Passage:
*** Block opens ***
The past month has been so incredibly fucked up and insane that I can't comprehend the smallest details. I teeter between soul-crushing lows and OMG EVERYTHING IS AWESOME! highs; odd, even for me and my bizarre cycles.
At a glance:
I'm still very sad over the death of Charlie. I didn't take her body in for a necropsy because I plain just don't have the money. I've put out my feelers for another snake, but I'm taking that slow. I want another scaley friend, but I'm not in a rush. Money, as always, is a factor in this.
One of the cats has fallen ill, Mittens. He used to be as fat as
My car remains, as ever, an anxiety. The hose was re-soldered back on to the radiator and I was sent on my way to the tune of over five hundred dollars (about $175 of this was for the tow from Trenton). It's still leaking transmission fluid and Lord knows what else. And because of my father's behavior over this (I'm not going to get into it because I'll just get riled up again; needless to say, I don't enjoy people telling me what to do with my own goddamn money), I've been contemplating getting my own car on the road. My own car, with my own car insurance. However, there's a reason why my father pays for everything with the Eldorado: because I can't afford it on my own. There's no way possible I could afford a car payment and an insurance payment. This idea has been backburnered, but I constantly pick it up and hold it to the light.
Work is still work and it still makes me crazy. It's gotten to the point that whenever I'm paged by a certain person who I'll call the Skeksis, I cringe. Or show my teeth to the phone. Or flail around, making obscene hand gestures. I. Hate. That. Woman. I hate her like I have hated no one else before in my entire life. Beyond her simpering buffoonry, there's also the omnipresent specter of layoffs looming over all of our heads. Yes, I've been whoring my resume all over God's green earth.
I've been sick for the past few days. I've had an itchiness all over my face, accompianied by red blotches, and have been suffering through a general all-around ickiness of feeling. At first, I thought it was something I ate on Sunday night because we ordered from a Chinese take-out that we'd never ordered from before. But, the more I examine my symptoms and the more I think about things, I think it's largely stress-related and thusly, largely work-related. I left early on Monday, stayed home on Tuesday, and dragged myself back into the office today. The past few days, I've rarely been vertical and instead, spent a large portion of my time on my couch with any number of cats grouped around me and generally, just felt shitty.
*** Block closes ***
Actions to take:
a - In the post, about how much of the car repair bill went to the tow from Trenton?
b - Using the post, explain why the writer's idea of putting a personal car on the road has been set aside.
c - Transcribe everything in the post from "The past month" down to "my bizarre cycles.".

Dataset extract:
*** Block opens ***
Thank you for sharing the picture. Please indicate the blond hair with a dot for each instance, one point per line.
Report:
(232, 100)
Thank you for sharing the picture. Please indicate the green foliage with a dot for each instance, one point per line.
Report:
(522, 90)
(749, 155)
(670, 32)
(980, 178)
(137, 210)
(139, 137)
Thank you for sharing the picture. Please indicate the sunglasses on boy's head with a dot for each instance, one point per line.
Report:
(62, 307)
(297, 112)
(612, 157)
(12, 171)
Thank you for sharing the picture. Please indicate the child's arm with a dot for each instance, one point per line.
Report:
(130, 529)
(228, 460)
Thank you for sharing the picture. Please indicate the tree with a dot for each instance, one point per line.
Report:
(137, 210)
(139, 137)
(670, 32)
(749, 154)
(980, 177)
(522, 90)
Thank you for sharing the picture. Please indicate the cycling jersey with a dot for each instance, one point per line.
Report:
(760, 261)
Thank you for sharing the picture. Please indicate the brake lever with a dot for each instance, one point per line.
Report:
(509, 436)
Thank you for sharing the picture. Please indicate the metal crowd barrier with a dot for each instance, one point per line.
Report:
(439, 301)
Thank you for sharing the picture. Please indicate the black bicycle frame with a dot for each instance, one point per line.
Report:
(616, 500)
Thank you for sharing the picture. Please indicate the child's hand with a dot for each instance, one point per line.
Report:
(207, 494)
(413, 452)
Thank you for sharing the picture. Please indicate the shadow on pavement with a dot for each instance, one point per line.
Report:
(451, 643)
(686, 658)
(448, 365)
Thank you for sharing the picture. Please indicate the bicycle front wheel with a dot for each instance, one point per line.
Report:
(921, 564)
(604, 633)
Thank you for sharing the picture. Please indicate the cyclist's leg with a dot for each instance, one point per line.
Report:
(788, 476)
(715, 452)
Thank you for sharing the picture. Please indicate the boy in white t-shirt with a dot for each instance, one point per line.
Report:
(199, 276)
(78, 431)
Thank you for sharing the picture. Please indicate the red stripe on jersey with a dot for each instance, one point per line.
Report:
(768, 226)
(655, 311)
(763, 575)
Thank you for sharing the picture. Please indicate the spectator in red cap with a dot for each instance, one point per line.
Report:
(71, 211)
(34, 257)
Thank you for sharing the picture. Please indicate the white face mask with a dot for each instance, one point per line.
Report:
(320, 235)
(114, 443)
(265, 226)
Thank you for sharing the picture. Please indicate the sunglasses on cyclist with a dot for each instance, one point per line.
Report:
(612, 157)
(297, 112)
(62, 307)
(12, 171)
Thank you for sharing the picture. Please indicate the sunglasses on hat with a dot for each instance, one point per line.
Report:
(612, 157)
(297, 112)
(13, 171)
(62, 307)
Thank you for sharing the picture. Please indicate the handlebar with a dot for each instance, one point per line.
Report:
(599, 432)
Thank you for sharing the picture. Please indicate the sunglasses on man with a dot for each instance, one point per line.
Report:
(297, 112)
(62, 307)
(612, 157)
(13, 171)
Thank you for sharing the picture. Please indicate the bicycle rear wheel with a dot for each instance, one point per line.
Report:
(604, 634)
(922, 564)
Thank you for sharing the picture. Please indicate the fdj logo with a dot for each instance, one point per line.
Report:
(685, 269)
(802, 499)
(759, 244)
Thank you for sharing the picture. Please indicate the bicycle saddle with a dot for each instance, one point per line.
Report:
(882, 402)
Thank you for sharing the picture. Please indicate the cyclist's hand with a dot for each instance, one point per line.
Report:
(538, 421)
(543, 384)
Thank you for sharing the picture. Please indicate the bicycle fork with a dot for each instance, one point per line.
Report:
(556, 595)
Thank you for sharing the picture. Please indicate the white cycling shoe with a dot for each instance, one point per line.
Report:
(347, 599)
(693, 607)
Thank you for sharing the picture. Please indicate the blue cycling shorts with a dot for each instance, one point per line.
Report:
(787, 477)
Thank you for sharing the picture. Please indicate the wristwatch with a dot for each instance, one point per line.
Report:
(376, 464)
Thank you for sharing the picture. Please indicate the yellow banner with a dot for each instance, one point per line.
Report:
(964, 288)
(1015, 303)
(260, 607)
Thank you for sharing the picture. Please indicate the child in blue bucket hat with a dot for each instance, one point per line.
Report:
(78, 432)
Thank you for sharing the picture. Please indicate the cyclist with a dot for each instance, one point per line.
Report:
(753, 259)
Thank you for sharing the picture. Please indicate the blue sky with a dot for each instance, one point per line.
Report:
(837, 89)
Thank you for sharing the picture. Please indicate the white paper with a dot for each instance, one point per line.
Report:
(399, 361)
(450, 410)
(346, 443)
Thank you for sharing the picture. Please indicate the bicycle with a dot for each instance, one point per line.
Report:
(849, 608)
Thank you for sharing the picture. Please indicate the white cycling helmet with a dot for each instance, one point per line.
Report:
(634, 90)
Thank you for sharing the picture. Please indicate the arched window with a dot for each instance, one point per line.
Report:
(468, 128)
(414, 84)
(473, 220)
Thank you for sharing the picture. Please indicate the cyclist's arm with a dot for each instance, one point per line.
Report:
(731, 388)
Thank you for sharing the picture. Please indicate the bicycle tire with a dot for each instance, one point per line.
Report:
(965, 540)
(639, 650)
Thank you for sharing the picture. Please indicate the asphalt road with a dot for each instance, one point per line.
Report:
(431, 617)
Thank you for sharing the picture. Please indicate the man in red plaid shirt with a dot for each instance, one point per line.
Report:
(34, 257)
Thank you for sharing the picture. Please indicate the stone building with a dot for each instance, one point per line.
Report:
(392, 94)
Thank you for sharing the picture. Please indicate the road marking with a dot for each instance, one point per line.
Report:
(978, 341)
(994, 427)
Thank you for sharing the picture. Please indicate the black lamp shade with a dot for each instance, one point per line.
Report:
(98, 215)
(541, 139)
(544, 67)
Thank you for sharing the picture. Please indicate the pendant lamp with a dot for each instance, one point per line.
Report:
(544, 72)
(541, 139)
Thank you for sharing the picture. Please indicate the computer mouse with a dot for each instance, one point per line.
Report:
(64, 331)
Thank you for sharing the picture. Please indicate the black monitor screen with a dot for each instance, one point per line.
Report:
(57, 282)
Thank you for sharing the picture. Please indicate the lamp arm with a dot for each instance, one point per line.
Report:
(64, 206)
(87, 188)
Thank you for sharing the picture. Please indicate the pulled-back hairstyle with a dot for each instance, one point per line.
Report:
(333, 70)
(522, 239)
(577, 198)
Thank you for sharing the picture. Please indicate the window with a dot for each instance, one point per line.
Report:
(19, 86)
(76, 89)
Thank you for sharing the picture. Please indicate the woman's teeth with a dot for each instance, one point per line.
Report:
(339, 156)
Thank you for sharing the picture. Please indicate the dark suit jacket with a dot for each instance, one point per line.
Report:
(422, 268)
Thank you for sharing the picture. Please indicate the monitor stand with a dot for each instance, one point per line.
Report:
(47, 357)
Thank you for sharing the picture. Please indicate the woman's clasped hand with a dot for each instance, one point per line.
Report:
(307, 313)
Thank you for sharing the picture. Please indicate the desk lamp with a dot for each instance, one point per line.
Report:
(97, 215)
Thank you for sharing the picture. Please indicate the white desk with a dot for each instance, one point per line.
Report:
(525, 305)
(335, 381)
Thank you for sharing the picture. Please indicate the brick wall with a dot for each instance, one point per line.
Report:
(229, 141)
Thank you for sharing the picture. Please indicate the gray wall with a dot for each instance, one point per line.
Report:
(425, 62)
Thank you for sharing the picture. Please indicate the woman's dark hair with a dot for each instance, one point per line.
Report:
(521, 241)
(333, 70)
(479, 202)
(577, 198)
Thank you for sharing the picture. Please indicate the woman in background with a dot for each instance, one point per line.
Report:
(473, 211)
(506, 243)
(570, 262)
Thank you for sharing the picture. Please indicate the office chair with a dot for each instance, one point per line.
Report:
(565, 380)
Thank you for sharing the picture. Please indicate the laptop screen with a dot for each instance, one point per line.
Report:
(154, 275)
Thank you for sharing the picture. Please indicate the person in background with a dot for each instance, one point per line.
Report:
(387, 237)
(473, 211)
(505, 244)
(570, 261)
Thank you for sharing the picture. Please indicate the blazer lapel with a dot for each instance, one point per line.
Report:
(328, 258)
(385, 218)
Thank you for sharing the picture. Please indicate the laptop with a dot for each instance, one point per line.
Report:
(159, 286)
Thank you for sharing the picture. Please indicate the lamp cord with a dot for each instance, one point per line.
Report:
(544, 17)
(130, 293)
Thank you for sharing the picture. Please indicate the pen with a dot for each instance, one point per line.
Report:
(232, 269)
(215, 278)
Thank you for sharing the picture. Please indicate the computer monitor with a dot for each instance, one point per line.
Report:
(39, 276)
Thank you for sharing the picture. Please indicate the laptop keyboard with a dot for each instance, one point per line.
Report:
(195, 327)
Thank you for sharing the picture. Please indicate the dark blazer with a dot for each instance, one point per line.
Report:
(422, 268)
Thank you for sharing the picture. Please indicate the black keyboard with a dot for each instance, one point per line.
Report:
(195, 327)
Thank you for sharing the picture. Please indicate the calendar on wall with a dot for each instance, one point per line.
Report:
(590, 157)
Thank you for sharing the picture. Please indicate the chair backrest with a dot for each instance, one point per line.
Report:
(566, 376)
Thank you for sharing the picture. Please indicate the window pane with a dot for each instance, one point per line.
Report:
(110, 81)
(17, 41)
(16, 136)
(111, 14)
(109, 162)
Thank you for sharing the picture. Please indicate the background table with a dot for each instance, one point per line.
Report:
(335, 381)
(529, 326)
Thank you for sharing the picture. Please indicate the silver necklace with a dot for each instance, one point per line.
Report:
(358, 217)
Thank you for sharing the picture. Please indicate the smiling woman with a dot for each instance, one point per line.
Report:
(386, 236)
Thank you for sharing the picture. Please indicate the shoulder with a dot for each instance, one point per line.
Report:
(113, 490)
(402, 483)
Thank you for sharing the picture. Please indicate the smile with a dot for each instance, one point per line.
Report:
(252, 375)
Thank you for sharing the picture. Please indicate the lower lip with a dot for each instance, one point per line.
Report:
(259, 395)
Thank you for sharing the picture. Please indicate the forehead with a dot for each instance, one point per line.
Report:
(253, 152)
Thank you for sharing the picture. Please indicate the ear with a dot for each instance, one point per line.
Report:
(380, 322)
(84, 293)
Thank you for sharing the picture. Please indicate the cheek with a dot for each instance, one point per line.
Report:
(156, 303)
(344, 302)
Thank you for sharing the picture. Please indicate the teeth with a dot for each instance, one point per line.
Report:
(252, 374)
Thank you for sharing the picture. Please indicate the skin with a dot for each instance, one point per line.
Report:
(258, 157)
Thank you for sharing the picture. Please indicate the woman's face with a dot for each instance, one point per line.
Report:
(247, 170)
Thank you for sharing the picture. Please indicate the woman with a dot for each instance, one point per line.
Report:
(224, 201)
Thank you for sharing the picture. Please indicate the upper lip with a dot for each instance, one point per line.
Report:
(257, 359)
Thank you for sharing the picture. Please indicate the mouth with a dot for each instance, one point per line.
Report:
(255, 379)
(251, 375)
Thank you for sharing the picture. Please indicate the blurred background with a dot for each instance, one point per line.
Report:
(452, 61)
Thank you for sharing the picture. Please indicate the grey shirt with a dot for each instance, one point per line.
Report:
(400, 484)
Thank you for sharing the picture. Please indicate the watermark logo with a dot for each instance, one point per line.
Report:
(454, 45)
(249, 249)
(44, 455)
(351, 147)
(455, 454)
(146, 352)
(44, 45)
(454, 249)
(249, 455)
*** Block closes ***
Solutions by task:
a - About $175.

b - The writer can't afford it alone, which is why the father pays for everything with the Eldorado. There is no way the writer could cover both a car payment and an insurance payment.

c -
The past month has been so incredibly fucked up and insane that I can't comprehend the smallest details. I teeter between soul-crushing lows and OMG EVERYTHING IS AWESOME! highs; odd, even for me and my bizarre cycles.